** EXERCISE **
Rewrite the rows that begin with the line containing "Spot the dead" and end with the line containing "Target: gray shell surface", putting "marker" wherever "pin" appears and leaving everything else untouched. Return only those rows.
— Begin PROVIDED RECORDS —
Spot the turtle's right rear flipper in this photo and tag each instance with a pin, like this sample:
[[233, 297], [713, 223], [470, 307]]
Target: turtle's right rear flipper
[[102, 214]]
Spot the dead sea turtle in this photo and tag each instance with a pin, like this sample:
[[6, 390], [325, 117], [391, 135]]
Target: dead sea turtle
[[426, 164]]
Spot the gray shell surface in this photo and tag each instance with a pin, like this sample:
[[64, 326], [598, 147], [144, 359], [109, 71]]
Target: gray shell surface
— End PROVIDED RECORDS —
— Begin PROVIDED RECORDS —
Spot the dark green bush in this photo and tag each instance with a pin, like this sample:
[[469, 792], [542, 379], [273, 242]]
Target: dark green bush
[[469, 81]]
— End PROVIDED RECORDS —
** SOLVED EXERCISE **
Spot the dead sea turtle in this photo and tag each instance with a marker, like this sample:
[[6, 390], [325, 117], [391, 135]]
Target: dead sea turtle
[[426, 164]]
Spot the gray shell surface in this photo and tag each instance with a marker, like this sample:
[[64, 326], [598, 147], [144, 359], [109, 71]]
Target: gray shell surface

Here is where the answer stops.